→ **Dataset entries**:
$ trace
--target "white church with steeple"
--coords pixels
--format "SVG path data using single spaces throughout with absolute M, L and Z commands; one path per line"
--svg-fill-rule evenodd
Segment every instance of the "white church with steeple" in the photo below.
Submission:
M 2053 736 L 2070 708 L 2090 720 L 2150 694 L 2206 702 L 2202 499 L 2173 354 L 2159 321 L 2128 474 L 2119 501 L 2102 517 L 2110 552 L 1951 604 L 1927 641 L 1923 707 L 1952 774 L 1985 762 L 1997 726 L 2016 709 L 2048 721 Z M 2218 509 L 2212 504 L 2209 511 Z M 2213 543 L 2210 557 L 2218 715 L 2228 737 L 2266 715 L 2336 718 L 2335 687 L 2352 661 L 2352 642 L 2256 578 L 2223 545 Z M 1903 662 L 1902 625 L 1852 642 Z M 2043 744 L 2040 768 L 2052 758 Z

→ **Problem requirements**: Set down the entries above once more, verbatim.

→ **Exercise result**:
$ trace
--target "white church with steeple"
--coords pixels
--format "SVG path data using single spaces throughout with absolute M, L and Z commands; one path per line"
--svg-fill-rule evenodd
Segment every instance of the "white church with steeple" in the photo below.
Submission:
M 2053 736 L 2070 708 L 2090 720 L 2150 694 L 2206 702 L 2202 499 L 2173 354 L 2159 321 L 2128 474 L 2119 501 L 2102 517 L 2110 552 L 1951 604 L 1927 641 L 1923 707 L 1952 774 L 1985 762 L 1997 726 L 2016 709 L 2048 721 Z M 2218 509 L 2212 504 L 2209 511 Z M 2213 543 L 2210 557 L 2218 715 L 2228 737 L 2266 715 L 2336 718 L 2335 687 L 2352 661 L 2352 642 L 2256 578 L 2223 545 Z M 1903 662 L 1902 625 L 1852 642 Z M 2043 744 L 2040 768 L 2052 758 Z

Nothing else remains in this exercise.